== Written task ==
Format every line of the data below as a JSON list of strings, with one string per line and no blank lines. Leave the pictures out.

== Provided records ==
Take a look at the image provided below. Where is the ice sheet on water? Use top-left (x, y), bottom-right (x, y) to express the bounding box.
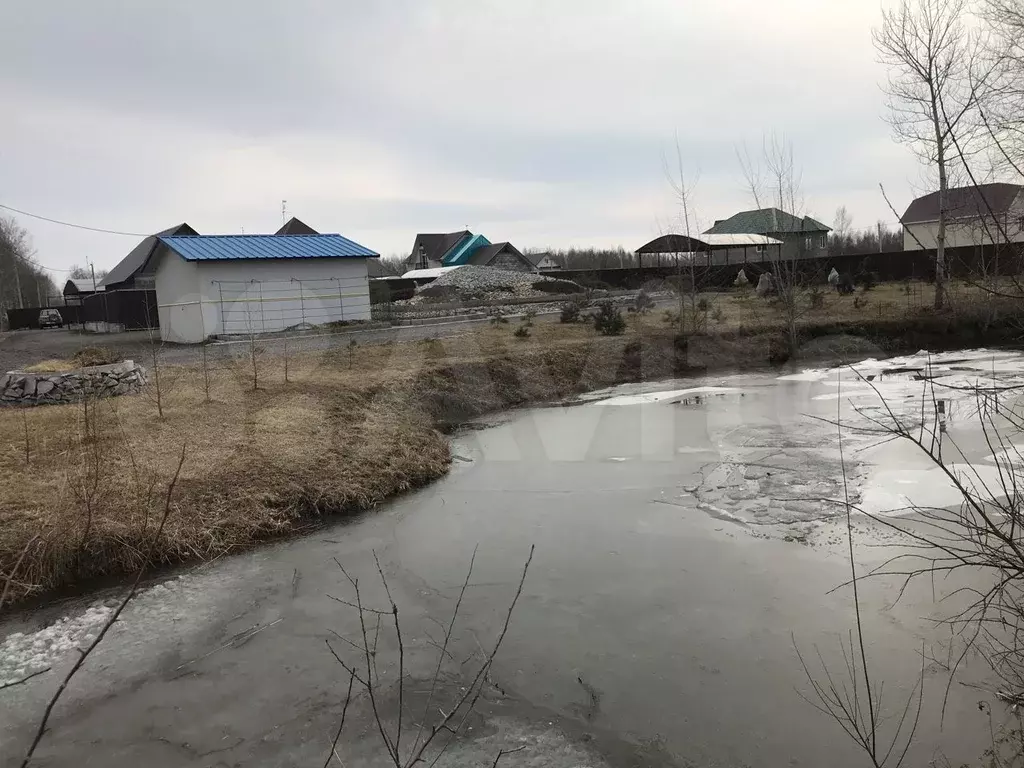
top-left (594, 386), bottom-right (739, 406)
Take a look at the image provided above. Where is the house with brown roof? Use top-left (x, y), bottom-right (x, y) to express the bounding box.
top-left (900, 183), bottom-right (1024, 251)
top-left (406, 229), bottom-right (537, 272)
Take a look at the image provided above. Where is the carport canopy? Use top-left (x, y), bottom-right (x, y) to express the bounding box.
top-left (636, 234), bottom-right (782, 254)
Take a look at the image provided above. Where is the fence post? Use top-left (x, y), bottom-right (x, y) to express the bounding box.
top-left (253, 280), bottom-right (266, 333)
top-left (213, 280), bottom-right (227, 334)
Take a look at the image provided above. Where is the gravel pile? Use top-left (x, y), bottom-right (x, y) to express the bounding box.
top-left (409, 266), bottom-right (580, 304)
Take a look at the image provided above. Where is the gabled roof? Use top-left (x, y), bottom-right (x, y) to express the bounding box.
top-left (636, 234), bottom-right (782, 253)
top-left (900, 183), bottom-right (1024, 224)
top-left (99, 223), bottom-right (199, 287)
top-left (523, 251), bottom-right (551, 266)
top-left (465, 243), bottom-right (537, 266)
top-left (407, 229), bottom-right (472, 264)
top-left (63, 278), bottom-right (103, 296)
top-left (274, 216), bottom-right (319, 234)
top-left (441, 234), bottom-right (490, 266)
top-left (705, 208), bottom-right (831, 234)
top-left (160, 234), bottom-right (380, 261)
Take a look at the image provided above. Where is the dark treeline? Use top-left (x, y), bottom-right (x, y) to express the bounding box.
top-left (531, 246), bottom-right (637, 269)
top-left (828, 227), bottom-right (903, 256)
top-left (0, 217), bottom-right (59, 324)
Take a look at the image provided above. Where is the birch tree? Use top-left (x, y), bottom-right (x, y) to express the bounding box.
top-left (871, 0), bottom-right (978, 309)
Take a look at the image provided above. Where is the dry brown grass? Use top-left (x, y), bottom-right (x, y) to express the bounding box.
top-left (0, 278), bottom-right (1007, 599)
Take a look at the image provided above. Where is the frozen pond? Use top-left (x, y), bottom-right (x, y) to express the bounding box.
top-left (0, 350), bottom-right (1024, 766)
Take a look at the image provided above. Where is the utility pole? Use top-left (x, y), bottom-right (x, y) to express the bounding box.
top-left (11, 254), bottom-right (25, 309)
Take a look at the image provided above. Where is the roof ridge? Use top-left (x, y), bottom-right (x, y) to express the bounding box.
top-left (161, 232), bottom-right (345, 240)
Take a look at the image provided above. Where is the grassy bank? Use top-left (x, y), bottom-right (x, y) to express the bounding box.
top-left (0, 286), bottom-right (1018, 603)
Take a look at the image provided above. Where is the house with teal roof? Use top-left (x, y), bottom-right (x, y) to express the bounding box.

== The output ==
[
  "Take a look at the image provided below. Where is the ice sheet on water? Use top-left (x, y), bottom-right (x, y) to express the bounding box.",
  "top-left (594, 386), bottom-right (739, 406)",
  "Take a look at the image provided above. Where is the house with brown roof? Use top-left (x, y), bottom-right (x, y) to express the bounding box.",
  "top-left (900, 183), bottom-right (1024, 251)",
  "top-left (406, 229), bottom-right (537, 272)",
  "Take a look at the image provided above. Where is the carport canopy? Use top-left (x, y), bottom-right (x, y) to express the bounding box.",
  "top-left (636, 234), bottom-right (782, 254)",
  "Take a look at the image provided above. Where is the fence post? Use top-left (x, y), bottom-right (x, y) to express the bounding box.",
  "top-left (253, 280), bottom-right (266, 333)",
  "top-left (213, 280), bottom-right (227, 334)",
  "Take a look at the image provided above. Where is the gravel pile? Use top-left (x, y), bottom-right (x, y) to express the bounding box.",
  "top-left (409, 266), bottom-right (580, 304)",
  "Take a look at the image provided above. Where is the gabled roof? Use top-left (x, y), bottom-right (x, y) to express the bounding box.",
  "top-left (636, 234), bottom-right (782, 253)",
  "top-left (900, 183), bottom-right (1024, 224)",
  "top-left (99, 223), bottom-right (199, 287)",
  "top-left (523, 251), bottom-right (551, 266)",
  "top-left (465, 243), bottom-right (537, 266)",
  "top-left (407, 229), bottom-right (472, 264)",
  "top-left (63, 278), bottom-right (103, 296)",
  "top-left (274, 216), bottom-right (319, 234)",
  "top-left (441, 234), bottom-right (490, 266)",
  "top-left (705, 208), bottom-right (831, 234)",
  "top-left (160, 234), bottom-right (380, 261)",
  "Take a look at the image provided above. Where is the dark treeline? Use top-left (x, y), bottom-right (x, y) to express the bounding box.",
  "top-left (531, 246), bottom-right (637, 269)",
  "top-left (828, 227), bottom-right (903, 256)",
  "top-left (0, 217), bottom-right (59, 324)",
  "Take a look at the image provided above. Where is the birch tree? Use top-left (x, y), bottom-right (x, y) to express the bounding box.",
  "top-left (871, 0), bottom-right (978, 309)",
  "Take a look at the image provided above. Where is the dry brown grass? Use top-left (x, y), bottom-right (x, y) to express the bounding box.",
  "top-left (0, 278), bottom-right (1007, 599)",
  "Take a look at the image provided above. Where is the frozen pond? Use top-left (x, y), bottom-right (x, y) to express the bounding box.",
  "top-left (0, 350), bottom-right (1024, 766)",
  "Take a look at the image provided above. Where is the utility pole? Use top-left (x, y), bottom-right (x, y) to express the bounding box.",
  "top-left (11, 254), bottom-right (25, 309)",
  "Take a look at the image provided above. Where is the roof ridge? Use top-left (x, y), bottom-right (x, y) to express the bounding box.",
  "top-left (161, 232), bottom-right (345, 240)",
  "Take a look at the image provided above. Where is the grassy bank? Use top-left (x, y), bottom-right (x, y) to express the bounding box.",
  "top-left (0, 286), bottom-right (1018, 603)",
  "Take a look at the image provided above. Where is the house with teal roof? Use top-left (x, y), bottom-right (x, y) to express the bounding box."
]